▸ Given request: Select each line in the entries below that contains the word "mountain" and copy those lines out.

▸ Data provided:
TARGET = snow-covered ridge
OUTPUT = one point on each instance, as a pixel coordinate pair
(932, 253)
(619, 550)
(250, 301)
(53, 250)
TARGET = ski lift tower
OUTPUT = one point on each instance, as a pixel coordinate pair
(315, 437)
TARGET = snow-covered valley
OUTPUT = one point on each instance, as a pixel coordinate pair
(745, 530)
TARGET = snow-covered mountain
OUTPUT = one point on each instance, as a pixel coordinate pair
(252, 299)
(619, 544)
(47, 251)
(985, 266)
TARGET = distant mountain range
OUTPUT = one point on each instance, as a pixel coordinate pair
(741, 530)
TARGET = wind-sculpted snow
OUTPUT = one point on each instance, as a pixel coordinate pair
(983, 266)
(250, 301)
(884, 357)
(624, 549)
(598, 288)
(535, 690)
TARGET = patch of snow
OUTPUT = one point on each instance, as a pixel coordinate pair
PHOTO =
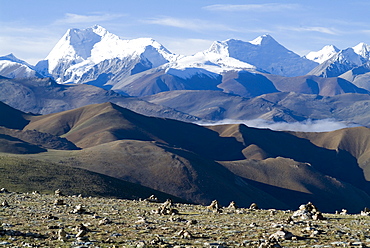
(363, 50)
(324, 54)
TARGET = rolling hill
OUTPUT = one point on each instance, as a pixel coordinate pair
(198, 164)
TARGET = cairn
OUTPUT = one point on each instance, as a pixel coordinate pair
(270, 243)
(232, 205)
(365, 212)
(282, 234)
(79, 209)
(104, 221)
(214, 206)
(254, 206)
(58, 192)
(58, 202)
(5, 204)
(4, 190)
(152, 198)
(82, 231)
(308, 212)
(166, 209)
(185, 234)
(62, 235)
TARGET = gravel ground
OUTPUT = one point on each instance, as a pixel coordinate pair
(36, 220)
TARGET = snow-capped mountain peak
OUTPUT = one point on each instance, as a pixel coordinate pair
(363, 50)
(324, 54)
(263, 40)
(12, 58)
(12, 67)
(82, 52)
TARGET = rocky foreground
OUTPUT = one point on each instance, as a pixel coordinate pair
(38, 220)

--

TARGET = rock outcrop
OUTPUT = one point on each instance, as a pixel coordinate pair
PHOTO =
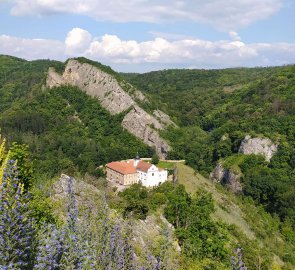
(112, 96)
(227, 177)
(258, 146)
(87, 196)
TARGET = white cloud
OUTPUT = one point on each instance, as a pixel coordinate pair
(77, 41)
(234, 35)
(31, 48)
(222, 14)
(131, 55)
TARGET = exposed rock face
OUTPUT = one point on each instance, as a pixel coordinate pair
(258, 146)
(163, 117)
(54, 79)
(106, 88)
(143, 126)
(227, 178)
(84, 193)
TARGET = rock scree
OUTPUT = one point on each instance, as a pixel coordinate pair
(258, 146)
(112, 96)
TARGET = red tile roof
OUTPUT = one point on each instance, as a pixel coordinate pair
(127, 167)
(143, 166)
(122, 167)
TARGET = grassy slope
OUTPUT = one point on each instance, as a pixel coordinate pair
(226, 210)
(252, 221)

▸ Written response:
TARGET = snow-covered mountain
TARGET = distant mountain range
TARGET = snow-capped mountain peak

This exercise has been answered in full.